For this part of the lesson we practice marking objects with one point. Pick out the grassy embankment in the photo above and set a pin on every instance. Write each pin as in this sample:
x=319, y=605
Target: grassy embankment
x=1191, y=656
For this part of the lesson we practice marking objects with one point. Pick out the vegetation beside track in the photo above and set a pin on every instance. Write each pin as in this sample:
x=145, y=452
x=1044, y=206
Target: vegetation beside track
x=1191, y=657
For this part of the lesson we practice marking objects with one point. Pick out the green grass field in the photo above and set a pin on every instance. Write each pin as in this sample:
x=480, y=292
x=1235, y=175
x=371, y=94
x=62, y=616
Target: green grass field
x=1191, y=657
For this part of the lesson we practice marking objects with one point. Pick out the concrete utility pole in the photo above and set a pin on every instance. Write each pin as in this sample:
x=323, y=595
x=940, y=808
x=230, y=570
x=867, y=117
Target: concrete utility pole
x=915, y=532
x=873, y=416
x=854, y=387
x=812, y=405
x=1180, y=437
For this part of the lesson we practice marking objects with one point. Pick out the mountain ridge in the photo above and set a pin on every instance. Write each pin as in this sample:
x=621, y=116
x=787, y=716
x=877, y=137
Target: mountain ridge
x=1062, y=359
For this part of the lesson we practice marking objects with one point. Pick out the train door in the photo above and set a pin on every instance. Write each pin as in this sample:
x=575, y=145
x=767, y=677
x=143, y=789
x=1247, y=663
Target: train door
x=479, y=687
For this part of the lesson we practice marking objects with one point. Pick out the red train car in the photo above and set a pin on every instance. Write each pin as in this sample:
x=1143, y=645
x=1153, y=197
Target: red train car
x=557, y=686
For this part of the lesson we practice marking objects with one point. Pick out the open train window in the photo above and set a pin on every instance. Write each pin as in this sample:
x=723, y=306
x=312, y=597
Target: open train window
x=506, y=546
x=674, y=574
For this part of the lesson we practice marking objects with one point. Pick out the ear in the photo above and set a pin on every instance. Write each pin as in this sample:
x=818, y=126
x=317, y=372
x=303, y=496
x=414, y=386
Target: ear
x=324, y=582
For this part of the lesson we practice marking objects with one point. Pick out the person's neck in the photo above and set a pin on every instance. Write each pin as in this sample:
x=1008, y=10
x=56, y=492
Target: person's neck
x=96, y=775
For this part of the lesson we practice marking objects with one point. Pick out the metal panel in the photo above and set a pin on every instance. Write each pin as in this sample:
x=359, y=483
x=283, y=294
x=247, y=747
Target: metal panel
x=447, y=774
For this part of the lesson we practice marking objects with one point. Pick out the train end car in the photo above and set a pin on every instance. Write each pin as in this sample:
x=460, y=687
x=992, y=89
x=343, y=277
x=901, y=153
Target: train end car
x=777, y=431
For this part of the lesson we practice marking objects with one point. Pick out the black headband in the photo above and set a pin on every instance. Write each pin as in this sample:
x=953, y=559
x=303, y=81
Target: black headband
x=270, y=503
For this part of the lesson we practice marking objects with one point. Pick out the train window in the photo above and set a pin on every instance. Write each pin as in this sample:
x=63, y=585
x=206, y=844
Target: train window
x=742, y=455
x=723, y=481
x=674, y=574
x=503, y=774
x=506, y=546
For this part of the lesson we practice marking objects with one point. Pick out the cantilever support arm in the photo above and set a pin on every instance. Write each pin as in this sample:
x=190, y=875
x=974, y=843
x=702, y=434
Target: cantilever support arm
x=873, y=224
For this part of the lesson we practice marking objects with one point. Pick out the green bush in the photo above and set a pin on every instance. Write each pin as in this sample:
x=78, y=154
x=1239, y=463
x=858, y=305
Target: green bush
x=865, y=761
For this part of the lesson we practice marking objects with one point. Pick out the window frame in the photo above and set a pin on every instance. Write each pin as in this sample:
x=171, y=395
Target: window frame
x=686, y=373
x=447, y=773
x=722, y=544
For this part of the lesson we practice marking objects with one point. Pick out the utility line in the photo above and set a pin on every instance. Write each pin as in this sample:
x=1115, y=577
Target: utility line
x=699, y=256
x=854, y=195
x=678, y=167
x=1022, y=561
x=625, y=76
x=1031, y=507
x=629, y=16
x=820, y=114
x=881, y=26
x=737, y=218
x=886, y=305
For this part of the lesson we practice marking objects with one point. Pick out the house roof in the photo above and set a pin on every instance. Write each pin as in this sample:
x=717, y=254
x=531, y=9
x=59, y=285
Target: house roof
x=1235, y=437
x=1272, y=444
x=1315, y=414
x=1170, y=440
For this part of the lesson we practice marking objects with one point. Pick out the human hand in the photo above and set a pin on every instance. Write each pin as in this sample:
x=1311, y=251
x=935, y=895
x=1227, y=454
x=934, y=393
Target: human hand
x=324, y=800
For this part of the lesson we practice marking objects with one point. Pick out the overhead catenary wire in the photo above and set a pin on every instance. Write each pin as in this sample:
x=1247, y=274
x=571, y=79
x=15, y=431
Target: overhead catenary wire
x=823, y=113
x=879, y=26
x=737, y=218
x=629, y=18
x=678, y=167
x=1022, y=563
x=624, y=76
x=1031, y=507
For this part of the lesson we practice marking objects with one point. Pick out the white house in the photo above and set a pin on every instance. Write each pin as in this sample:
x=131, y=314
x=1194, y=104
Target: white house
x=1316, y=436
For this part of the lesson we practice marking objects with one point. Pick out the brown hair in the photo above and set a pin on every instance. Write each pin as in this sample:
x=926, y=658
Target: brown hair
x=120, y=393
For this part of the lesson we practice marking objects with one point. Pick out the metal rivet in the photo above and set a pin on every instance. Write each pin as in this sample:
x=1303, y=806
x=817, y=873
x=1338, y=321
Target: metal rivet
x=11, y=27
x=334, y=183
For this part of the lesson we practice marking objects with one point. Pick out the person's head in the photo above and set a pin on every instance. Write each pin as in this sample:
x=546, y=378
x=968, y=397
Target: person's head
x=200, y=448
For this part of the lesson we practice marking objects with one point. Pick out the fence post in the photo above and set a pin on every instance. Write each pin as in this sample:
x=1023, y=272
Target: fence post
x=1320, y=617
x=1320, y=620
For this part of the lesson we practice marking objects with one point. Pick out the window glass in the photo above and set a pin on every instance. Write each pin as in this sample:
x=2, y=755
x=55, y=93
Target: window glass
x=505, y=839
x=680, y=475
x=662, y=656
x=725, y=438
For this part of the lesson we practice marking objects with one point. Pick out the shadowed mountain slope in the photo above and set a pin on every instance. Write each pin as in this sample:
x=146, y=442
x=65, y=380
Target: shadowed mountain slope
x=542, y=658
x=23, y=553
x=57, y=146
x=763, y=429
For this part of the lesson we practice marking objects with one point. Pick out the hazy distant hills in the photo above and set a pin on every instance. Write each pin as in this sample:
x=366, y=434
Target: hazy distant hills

## Goal of the exercise
Which of the lines above hold the word "hills"? Copy each one.

## Task response
For this part of the lesson we practice marking objects with one point. Pick out the hazy distant hills in the photo above and set a pin on every instance. Write each pin as in this sample:
Target: hazy distant hills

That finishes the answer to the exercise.